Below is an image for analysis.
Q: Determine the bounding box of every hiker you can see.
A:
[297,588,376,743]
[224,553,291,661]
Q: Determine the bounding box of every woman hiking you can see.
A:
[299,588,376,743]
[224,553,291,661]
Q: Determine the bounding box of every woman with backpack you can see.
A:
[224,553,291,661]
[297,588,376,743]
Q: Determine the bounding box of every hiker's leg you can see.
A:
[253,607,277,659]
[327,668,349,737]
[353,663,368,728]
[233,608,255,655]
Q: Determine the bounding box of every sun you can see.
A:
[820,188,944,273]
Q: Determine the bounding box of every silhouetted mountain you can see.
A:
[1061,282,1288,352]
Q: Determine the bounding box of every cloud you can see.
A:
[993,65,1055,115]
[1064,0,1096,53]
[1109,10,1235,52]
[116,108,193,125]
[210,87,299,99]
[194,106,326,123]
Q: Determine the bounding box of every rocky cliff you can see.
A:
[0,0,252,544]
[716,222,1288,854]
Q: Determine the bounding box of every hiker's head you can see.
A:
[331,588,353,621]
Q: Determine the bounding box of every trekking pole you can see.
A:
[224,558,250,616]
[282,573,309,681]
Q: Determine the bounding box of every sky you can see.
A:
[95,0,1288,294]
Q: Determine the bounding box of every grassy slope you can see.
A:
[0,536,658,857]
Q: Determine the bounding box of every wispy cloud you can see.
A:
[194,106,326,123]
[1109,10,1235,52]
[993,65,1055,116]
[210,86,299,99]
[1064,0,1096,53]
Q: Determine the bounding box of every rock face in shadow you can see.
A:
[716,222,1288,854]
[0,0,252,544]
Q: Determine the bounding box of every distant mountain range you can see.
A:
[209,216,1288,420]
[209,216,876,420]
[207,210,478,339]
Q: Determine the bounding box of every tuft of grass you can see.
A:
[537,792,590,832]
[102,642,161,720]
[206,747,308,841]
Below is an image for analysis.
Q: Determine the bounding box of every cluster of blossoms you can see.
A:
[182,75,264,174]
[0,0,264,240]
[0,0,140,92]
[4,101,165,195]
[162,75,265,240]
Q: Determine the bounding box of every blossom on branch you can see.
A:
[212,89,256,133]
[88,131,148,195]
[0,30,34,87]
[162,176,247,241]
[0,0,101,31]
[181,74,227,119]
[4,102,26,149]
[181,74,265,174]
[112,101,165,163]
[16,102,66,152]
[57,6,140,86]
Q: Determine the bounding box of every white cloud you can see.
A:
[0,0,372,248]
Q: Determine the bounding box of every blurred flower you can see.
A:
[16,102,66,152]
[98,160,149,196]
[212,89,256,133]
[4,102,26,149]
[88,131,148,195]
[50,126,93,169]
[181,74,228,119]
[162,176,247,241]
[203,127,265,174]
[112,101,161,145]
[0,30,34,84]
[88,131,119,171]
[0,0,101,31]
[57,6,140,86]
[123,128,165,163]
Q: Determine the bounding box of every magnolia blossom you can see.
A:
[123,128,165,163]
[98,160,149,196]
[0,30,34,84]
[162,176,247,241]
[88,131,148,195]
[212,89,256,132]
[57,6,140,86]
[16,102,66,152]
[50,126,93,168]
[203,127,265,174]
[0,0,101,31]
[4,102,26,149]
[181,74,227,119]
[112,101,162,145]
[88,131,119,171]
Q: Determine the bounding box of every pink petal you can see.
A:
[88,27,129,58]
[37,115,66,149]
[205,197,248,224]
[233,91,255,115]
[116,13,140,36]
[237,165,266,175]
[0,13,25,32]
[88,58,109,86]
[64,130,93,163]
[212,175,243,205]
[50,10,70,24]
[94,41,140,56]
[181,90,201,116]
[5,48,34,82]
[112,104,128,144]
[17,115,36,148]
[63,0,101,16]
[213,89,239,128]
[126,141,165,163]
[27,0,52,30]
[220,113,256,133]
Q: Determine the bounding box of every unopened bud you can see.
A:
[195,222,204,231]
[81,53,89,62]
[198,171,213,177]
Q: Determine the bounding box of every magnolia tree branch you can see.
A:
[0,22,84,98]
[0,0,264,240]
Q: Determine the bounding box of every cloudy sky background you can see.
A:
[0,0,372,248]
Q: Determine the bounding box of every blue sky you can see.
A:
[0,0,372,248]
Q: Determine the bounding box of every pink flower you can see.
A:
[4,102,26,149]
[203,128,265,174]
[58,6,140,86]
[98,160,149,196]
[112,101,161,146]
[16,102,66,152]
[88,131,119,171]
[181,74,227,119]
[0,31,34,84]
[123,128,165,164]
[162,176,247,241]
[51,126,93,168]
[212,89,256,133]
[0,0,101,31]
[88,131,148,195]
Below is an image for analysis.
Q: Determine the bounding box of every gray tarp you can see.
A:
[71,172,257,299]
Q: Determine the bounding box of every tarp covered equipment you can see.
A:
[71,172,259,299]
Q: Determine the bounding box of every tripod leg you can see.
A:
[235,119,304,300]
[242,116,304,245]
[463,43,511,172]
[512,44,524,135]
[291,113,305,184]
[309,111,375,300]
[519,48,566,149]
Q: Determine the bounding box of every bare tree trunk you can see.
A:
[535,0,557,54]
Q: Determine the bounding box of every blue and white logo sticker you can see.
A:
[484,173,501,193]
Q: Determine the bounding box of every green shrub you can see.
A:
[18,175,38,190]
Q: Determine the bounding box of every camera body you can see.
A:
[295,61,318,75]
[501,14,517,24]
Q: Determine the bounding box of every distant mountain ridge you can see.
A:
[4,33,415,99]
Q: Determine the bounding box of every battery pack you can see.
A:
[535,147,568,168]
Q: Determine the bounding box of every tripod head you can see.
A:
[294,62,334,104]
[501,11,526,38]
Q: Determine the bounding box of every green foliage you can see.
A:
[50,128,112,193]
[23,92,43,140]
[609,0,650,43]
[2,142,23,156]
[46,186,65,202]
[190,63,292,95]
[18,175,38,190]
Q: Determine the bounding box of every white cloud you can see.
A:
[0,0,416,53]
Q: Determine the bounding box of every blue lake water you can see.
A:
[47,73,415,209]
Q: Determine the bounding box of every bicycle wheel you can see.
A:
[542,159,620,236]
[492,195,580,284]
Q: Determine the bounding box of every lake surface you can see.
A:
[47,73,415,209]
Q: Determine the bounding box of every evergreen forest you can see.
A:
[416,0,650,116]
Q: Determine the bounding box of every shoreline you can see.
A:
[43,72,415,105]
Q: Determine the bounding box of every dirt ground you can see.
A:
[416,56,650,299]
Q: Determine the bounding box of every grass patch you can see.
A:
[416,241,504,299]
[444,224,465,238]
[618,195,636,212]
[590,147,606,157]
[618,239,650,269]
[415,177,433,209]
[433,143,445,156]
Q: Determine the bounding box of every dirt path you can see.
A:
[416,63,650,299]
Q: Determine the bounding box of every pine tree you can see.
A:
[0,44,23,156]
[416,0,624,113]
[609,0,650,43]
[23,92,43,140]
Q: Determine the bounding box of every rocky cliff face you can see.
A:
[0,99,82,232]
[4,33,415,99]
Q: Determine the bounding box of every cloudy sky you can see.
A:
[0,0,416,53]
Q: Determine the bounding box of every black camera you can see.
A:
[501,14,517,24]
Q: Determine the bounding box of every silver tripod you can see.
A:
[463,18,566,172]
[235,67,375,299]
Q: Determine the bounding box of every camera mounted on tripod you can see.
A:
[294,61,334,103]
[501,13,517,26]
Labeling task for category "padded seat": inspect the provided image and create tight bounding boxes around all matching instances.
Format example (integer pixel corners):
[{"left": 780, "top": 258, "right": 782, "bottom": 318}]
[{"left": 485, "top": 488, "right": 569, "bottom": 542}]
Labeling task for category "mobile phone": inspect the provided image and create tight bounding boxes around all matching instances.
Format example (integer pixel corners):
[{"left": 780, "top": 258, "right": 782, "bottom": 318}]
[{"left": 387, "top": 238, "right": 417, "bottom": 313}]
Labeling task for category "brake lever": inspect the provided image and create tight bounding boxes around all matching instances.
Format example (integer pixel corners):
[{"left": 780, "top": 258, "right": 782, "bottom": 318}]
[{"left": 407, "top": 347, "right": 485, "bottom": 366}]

* Written request
Please rewrite the lines of the listing above, starting with the line with "Q: Determine the bounding box of every blue lake" and going on through the line with "[492,195,580,284]", changing "bicycle wheel" to "bike wheel" and leaving everything else as it is.

* The result
Q: Determine the bounding box of every blue lake water you can see.
A:
[47,73,415,209]
Q: Determine the bounding box of every bike wheel you can see.
A:
[542,159,620,236]
[492,195,580,284]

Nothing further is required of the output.